BEGIN GIVEN TEXT
(EnergyAsia, October 21 2011, Friday) — The world’s population will reach seven billion sometime this month, the child likely to be born in Asia, according to the UN Economic and Social Commission for Asia and the Pacific (ESCAP) unit.

“There is a good chance that this birth will take place in our region, home to 61% of the World’s population,” said Noeleen Heyzer, Under-Secretary General and Executive Secretary of ESCAP, at the launch of its flagship statistics publication.

According to the Statistical Yearbook for Asia and the Pacific 2011, among children below the age of five last year, there were 110 boys for every 100 girls, which is much higher than the natural sex ratio, and higher than any other region of the world.

East and Northeast Asia has the highest ratio of 119, followed by South and South-West Asia with a ratio of 108.

Dr Heyzer said: “Prevailing family structures, culture, policy incentives and the available technology combine to make parents in some countries prefer boys over girls and act on that preference. This is an alarming trend that reflects existing social practices of gender discrimination and neglect, and has serious consequences for the demographics of the future.”
END GIVEN TEXT
BEGIN COLLECTED MATERIAL
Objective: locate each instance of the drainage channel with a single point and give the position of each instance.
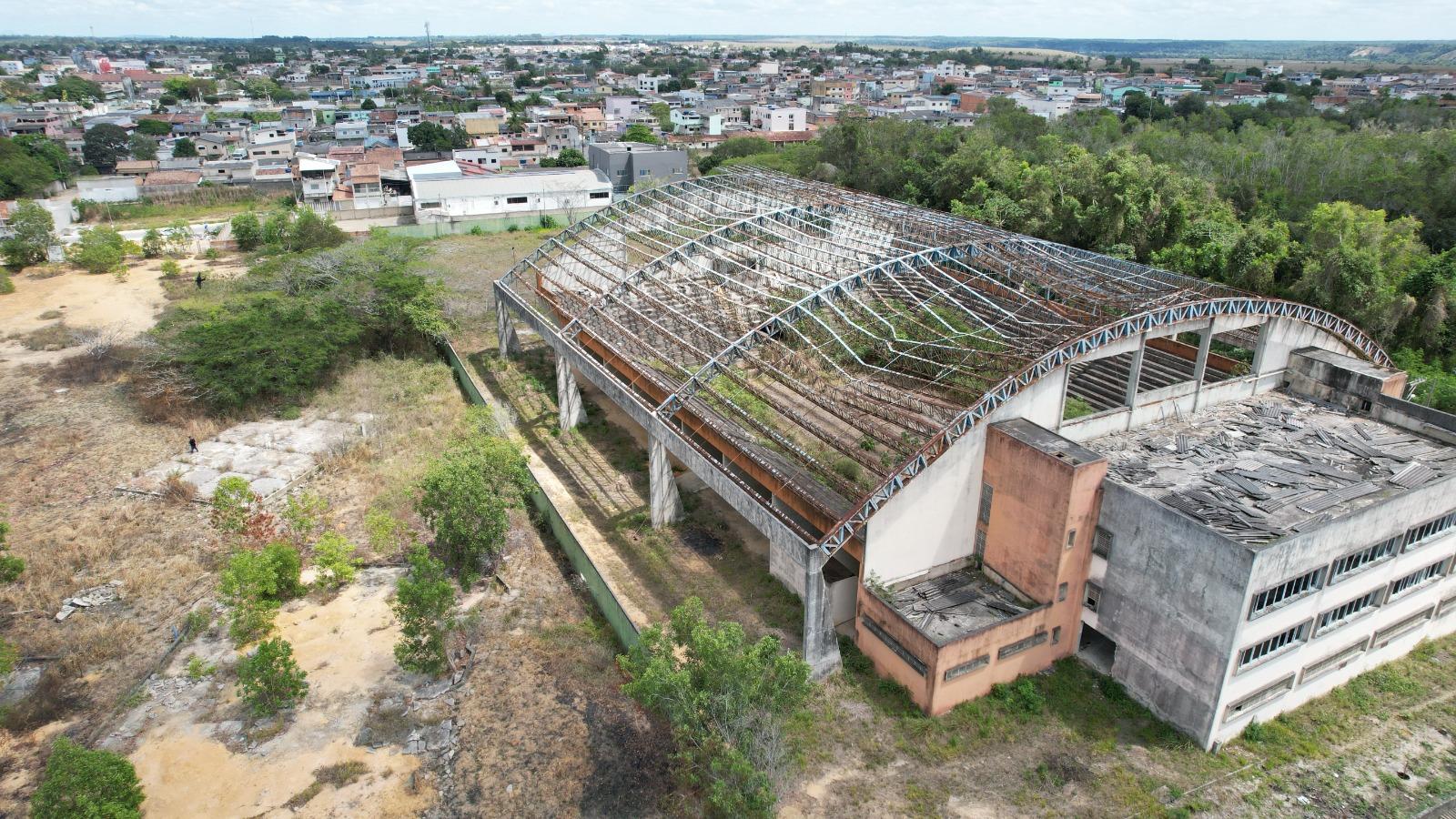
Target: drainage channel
(608, 601)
END COLLECTED MATERIAL
INSTRUCTIONS FOR THE TASK
Decide whether each statement below agrees with the news item on world population. Answer yes or no for each, and quote the words of the news item that decide it.
(a) Among children below the age of five last year, there were 110 boys for every 100 girls.
(b) South and South-West Asia has the highest ratio in the region.
(c) The region is home to more than half of the world's population.

SOLUTION BELOW
(a) Yes: "there were 110 boys for every 100 girls"
(b) No: "East and Northeast Asia has the highest ratio of 119"
(c) Yes: "home to 61% of the World’s population"